WHAT YOU SHOULD DO: Write out every single entry exactly.

-- Opening Marker --

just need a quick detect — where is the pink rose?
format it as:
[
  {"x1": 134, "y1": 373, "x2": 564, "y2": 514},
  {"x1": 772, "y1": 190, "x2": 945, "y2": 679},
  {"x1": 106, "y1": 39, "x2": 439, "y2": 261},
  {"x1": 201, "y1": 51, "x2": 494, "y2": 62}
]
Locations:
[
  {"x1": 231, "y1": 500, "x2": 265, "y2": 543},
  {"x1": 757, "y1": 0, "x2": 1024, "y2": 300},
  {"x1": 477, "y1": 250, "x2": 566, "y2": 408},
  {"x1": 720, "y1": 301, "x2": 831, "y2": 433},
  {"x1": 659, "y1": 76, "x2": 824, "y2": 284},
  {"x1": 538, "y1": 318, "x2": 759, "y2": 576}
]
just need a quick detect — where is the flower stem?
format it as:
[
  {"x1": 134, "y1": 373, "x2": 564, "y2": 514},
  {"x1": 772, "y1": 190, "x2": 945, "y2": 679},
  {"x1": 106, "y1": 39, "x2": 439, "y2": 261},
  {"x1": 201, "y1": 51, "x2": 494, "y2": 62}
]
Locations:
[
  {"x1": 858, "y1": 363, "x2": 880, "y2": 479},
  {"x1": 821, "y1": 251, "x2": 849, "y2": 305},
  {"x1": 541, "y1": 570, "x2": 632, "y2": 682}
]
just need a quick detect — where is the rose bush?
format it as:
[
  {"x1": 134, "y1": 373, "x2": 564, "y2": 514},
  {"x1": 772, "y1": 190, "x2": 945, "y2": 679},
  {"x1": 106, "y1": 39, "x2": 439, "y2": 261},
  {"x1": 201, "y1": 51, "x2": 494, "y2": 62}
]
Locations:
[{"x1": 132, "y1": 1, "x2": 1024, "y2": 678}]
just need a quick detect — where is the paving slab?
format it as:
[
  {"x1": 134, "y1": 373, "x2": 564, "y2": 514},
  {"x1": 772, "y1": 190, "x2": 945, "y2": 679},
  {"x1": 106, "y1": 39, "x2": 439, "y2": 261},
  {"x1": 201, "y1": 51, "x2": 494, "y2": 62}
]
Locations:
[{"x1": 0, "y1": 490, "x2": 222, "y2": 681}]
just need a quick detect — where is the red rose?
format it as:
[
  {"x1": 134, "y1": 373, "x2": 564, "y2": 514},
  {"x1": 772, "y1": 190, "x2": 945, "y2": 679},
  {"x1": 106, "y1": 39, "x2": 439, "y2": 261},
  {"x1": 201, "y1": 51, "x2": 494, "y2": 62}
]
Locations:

-- Closing Marker --

EXERCISE SOLUTION:
just need a quick detect — where is the pink rose?
format it as:
[
  {"x1": 134, "y1": 373, "x2": 564, "y2": 514},
  {"x1": 772, "y1": 190, "x2": 945, "y2": 679},
  {"x1": 106, "y1": 39, "x2": 439, "y2": 261},
  {"x1": 201, "y1": 51, "x2": 494, "y2": 62}
]
Locations:
[
  {"x1": 231, "y1": 500, "x2": 265, "y2": 543},
  {"x1": 757, "y1": 0, "x2": 1024, "y2": 300},
  {"x1": 477, "y1": 250, "x2": 566, "y2": 408},
  {"x1": 720, "y1": 301, "x2": 831, "y2": 433},
  {"x1": 659, "y1": 76, "x2": 824, "y2": 284},
  {"x1": 538, "y1": 318, "x2": 759, "y2": 576}
]
just need a quick detect — where is the flower stem?
format it as:
[
  {"x1": 134, "y1": 373, "x2": 564, "y2": 514},
  {"x1": 772, "y1": 190, "x2": 945, "y2": 679},
  {"x1": 106, "y1": 39, "x2": 439, "y2": 261},
  {"x1": 201, "y1": 51, "x2": 494, "y2": 62}
]
Locations:
[
  {"x1": 858, "y1": 363, "x2": 880, "y2": 479},
  {"x1": 821, "y1": 251, "x2": 849, "y2": 305},
  {"x1": 541, "y1": 570, "x2": 632, "y2": 682}
]
just need a quick detect — where is the rose bush?
format it as:
[
  {"x1": 134, "y1": 373, "x2": 564, "y2": 514},
  {"x1": 772, "y1": 190, "x2": 945, "y2": 679},
  {"x1": 106, "y1": 39, "x2": 439, "y2": 261},
  {"x1": 201, "y1": 51, "x2": 494, "y2": 62}
]
Locations:
[{"x1": 132, "y1": 1, "x2": 1024, "y2": 678}]
just need a quick detect — where is the paving slab?
format it as:
[
  {"x1": 134, "y1": 373, "x2": 564, "y2": 514},
  {"x1": 772, "y1": 190, "x2": 945, "y2": 679},
  {"x1": 106, "y1": 39, "x2": 439, "y2": 261},
  {"x1": 201, "y1": 51, "x2": 494, "y2": 62}
]
Locations:
[{"x1": 0, "y1": 490, "x2": 222, "y2": 681}]
just need a quick detect — where is the red rose?
format it as:
[
  {"x1": 134, "y1": 373, "x2": 564, "y2": 514},
  {"x1": 772, "y1": 190, "x2": 945, "y2": 679},
  {"x1": 106, "y1": 39, "x2": 439, "y2": 261},
  {"x1": 201, "y1": 51, "x2": 494, "y2": 62}
]
Locations:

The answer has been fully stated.